Task prompt: Without including any images, reproduce each entry exactly.

-- start of Recorded data --

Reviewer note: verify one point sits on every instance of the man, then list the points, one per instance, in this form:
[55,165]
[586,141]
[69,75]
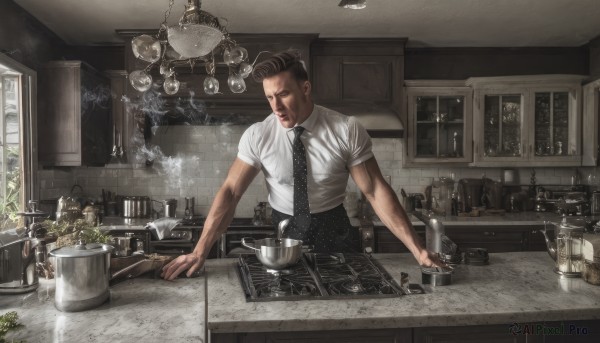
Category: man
[306,153]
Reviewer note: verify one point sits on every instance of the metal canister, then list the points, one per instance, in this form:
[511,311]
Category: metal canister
[596,202]
[170,206]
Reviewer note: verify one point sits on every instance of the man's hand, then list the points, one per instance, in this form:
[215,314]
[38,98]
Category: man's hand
[189,262]
[430,260]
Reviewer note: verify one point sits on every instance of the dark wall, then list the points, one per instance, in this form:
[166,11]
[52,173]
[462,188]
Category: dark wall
[100,57]
[594,47]
[462,63]
[25,39]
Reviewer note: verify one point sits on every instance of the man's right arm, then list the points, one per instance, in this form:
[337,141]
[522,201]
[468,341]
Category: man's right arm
[218,219]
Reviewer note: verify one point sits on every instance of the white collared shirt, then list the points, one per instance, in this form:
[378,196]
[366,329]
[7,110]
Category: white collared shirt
[333,142]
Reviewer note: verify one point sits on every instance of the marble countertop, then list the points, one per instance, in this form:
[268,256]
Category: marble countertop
[515,287]
[508,219]
[143,309]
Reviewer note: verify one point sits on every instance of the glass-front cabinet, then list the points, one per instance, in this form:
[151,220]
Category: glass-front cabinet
[527,120]
[439,117]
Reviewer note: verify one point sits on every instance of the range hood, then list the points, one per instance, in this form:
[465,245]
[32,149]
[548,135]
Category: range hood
[380,121]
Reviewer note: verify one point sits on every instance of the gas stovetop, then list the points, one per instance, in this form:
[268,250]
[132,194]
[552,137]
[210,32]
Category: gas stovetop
[317,276]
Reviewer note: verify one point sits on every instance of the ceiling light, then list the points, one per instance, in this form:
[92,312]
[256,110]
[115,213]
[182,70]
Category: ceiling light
[353,4]
[196,39]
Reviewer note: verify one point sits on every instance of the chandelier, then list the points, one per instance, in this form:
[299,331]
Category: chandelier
[196,39]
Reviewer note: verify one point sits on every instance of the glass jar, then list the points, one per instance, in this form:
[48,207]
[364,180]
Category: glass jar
[569,240]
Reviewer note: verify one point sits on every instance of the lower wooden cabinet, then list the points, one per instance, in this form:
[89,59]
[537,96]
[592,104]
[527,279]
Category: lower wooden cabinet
[534,332]
[334,336]
[465,334]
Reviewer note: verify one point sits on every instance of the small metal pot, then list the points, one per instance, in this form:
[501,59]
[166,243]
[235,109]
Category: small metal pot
[436,276]
[122,246]
[137,207]
[275,253]
[82,273]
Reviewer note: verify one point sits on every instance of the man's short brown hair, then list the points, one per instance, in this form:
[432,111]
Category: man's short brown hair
[288,60]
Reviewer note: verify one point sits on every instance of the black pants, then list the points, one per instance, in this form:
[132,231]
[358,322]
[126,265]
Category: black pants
[329,231]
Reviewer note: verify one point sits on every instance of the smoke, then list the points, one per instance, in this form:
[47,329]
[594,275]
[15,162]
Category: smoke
[154,110]
[98,96]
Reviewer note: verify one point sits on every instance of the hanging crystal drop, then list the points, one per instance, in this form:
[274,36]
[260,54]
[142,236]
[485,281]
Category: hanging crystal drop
[236,83]
[140,80]
[166,70]
[245,69]
[171,85]
[211,85]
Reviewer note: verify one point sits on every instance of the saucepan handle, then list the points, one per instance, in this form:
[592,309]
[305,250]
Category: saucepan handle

-- end of Recorded data --

Answer to the problem:
Reviewer note: verify one point sits on every instance of the man, then list the points, one per instance, in this form:
[55,165]
[586,141]
[69,75]
Category: man
[306,153]
Reviewer note: verify one point sits on every instance of the metal canister, then list the points, one per instance, in this form:
[511,311]
Category: metal canister
[596,202]
[170,206]
Reviewer note: verify one point sits on every instance of the man's hand, then list the points, one per instance, in this form:
[215,314]
[38,98]
Category: man's hand
[189,262]
[430,260]
Reviewer note: verify one point sits on every instance of the dark wall, then list the points, one per instance, in this form:
[166,11]
[52,173]
[462,188]
Category: dark wall
[100,57]
[594,47]
[462,63]
[25,39]
Reviewer note: verify one point sits on every instance of the man's right arm, then list the points, one per instance, in this form:
[337,141]
[522,201]
[468,341]
Category: man's right arm
[218,219]
Reviewer note: verify one point sits on every instance of the white collared shirt, then list the points, one per instance, in this form:
[378,196]
[366,329]
[7,110]
Category: white collared shirt
[333,142]
Reviewer note: verify one point sits on every instance of the marble countertop, then list the points, one per instance, in this form:
[268,256]
Category: marble countertop
[515,287]
[508,219]
[143,309]
Reviewer note: verify one point sits on every instance of the glass-front cabinet, then list the points, one per instance, in this form:
[151,220]
Category: glass-front cabinet
[527,120]
[439,117]
Reviewer note: verify one point sits on every instance of the range hood, then list the points, one per instance, in this form:
[465,245]
[32,149]
[548,135]
Category: range hood
[380,121]
Reviewer note: verify one point sits on every instance of the gas stovetop, then list the points, one per instance, in this form:
[268,250]
[132,194]
[552,137]
[210,32]
Category: gas stovetop
[317,276]
Reviewer note: verify one point sits on every instance of the ceiling light, then list the points, one per instance, in this form:
[92,312]
[256,110]
[115,213]
[182,70]
Category: ceiling light
[353,4]
[196,39]
Reviewer note: verify one point sits on every instance of the chandelier, then list the points, one per instance, in this form:
[299,331]
Category: chandelier
[196,39]
Reviewer note: verify one point sits on every instance of the glass jar, then list the points, one per instance, in this form:
[48,207]
[364,180]
Category: glass jar
[569,240]
Reviewer note: verify one point sits on every instance of the lower wooden cabinet, then list the points, one per instance, in this form:
[89,59]
[537,96]
[592,104]
[527,279]
Category: lower wooden cabinet
[534,332]
[334,336]
[465,334]
Reviewer note: verify one point sits on every instance of the small metal pot, then list the points, one per instance, in this form:
[501,59]
[166,243]
[235,109]
Category: small metal pot
[436,276]
[122,246]
[137,207]
[275,253]
[82,273]
Reviewer note: verify one point sits on every instance of the man's short brown hair, then list the points, one per instance, in this form:
[432,111]
Category: man's short brown hair
[288,60]
Reviewer note: verify one point sits on every instance of the black pants, then list the points, one per instance, in this form:
[132,231]
[358,322]
[126,265]
Category: black pants
[329,231]
Reviewer note: verify one point sits on every instance of the smoke, then list the points, one per instance, in this form:
[47,329]
[594,275]
[15,162]
Category: smoke
[154,110]
[98,96]
Reviewer note: verify one point sits on every instance of the hanging crystal drop, then list the points, one per instance, in this form:
[274,36]
[260,54]
[142,236]
[485,281]
Category: hanging crystal drop
[236,83]
[140,80]
[166,70]
[245,69]
[171,85]
[211,85]
Reviewer note: verify one point sits on every instance of the saucepan handle, then list the points, one per instance, in this form:
[592,309]
[305,250]
Category: saucepan handle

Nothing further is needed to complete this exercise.